In the convolutional neural network excerpt below, reproduce word for word everything from "As far as Figures" down to "become more prominent.".

[Page excerpt]
══════════════════════════════

Deep convolutional neural networks refer to the networks containing two layers or more than two layers of convolutional layer and sampling layer in the whole network. Each convolutional layer contains several different convolvers (filters) and these convolvers make observation to all partial features of the signal. Next to convolutional layer usually comes sampling layer, and sampling layer reduces the input node numbers of next layer by making the sampling of fixed window length to the output node numbers of the convolutional layer so as to control the complexity of the model. Then, convolution and sampling are made again to the output features of sampling layer, thus forming a kind of layered feature extractor and output of each layer can be regarded as an advanced expression form (i.e., advanced feature) of the “original” voice signal. Though convolutional neural networks also can realize classification of signal, its classification effect mainly relies on the artificial neural networks classifier formed by whole connection layer, while the artificial neural networks classifier has the problems such as worse generalization ability and local optimum, so this article only makes feature extraction by using convolutional networks. The structure of feature extraction of the convolutional neural networks herein is shown in Figure 1.
Different from Multilayer Perception (MLP) and other neural network structures, CNN introduces three important concepts: partial connection, pooling, and weight sharing. Hereunder, we will introduce in detail the CNN structure in sound recognition and how to understand such three important concepts of CNN in sound recognition.
3.1. Partial Connection and Weight Sharing
In traditional BP network, the neurons in each layer show a one-dimensional linear array structure, with neuron nodes between each layer fully connected, while, in convolutional neural networks, neurons of each layer no longer adopt full connection form, with neurons at lower layer connected partially with some neurons at upper layer (partial connection). Figures 2 and 3, respectively, represent fully connected neural networks and partially connected neural networks.
As far as Figures 2 and 3 are concerned, the number of weights that need to be trained between fully connected neural network N − 1 layer and N layer is 24 (4 × 6) while the number of weights that need to be trained between partially connected neural networks N − 1 layer and N layer is only 12 (4 × 3). In this case, the number of training parameters only reduces slightly, but for a large neural network, each layer contains hundreds of neurons; the advantages of partial connection will become more prominent.

══════════════════════════════

[Provided material]
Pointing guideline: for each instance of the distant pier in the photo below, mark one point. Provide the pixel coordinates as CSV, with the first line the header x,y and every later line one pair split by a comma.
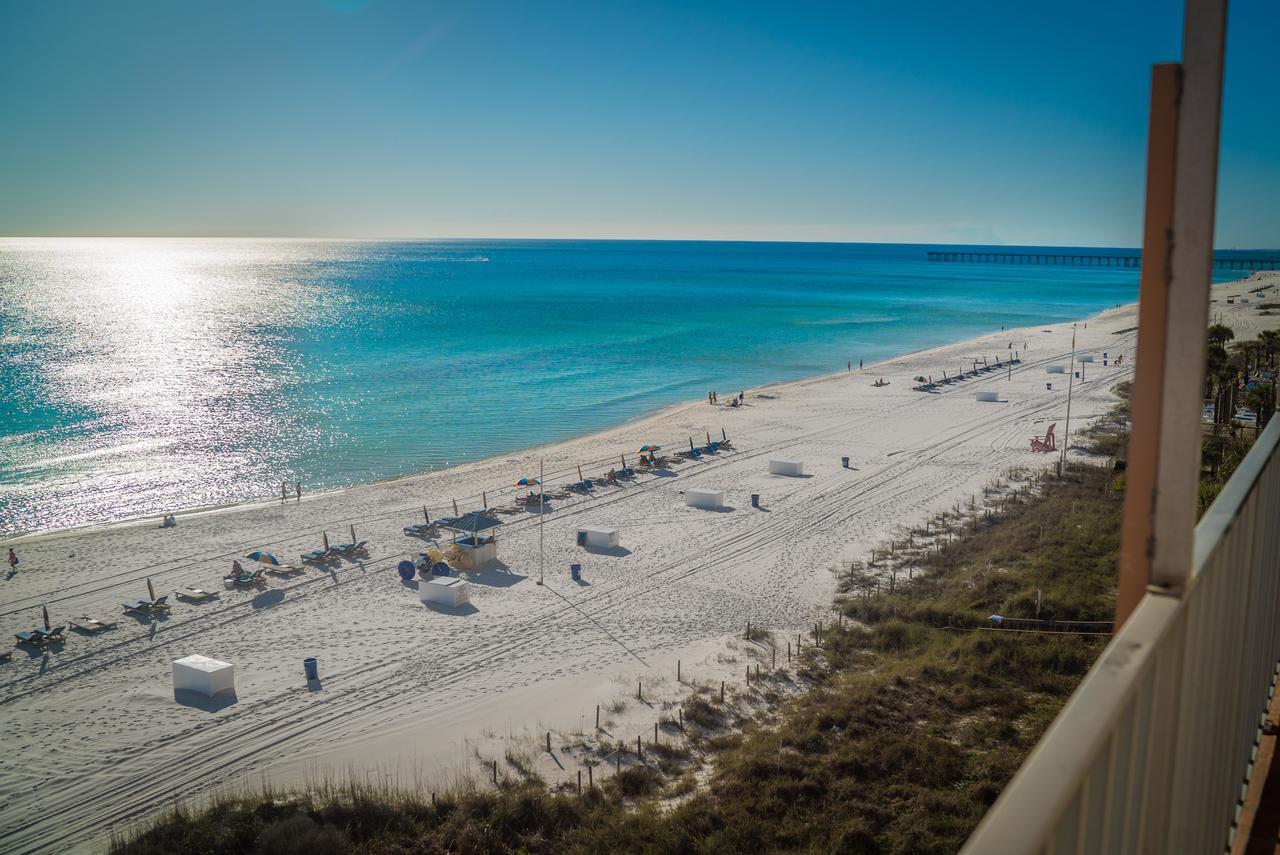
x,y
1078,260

══════════════════════════════

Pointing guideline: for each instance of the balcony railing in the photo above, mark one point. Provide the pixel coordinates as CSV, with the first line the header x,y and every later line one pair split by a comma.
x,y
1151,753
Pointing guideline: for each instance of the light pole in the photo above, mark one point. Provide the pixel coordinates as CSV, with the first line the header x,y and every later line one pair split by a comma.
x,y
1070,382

══════════════════════════════

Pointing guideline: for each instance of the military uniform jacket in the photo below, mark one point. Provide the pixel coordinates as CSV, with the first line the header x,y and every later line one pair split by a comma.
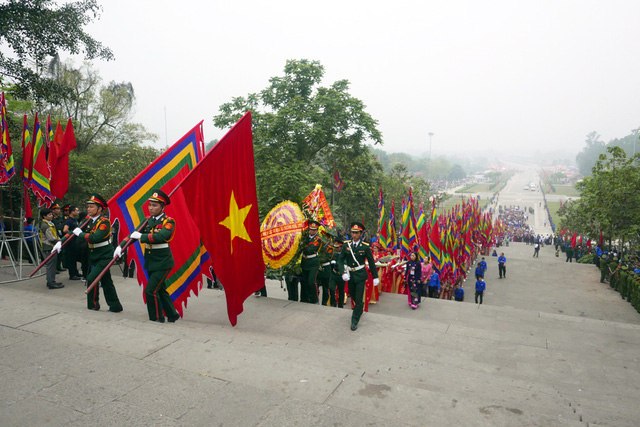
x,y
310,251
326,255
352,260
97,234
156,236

══════════════════════════════

[Expected answer]
As far as Figures 2 and 3 are concerned, the number of weights that need to be trained between fully connected neural network N − 1 layer and N layer is 24 (4 × 6) while the number of weights that need to be trained between partially connected neural networks N − 1 layer and N layer is only 12 (4 × 3). In this case, the number of training parameters only reduces slightly, but for a large neural network, each layer contains hundreds of neurons; the advantages of partial connection will become more prominent.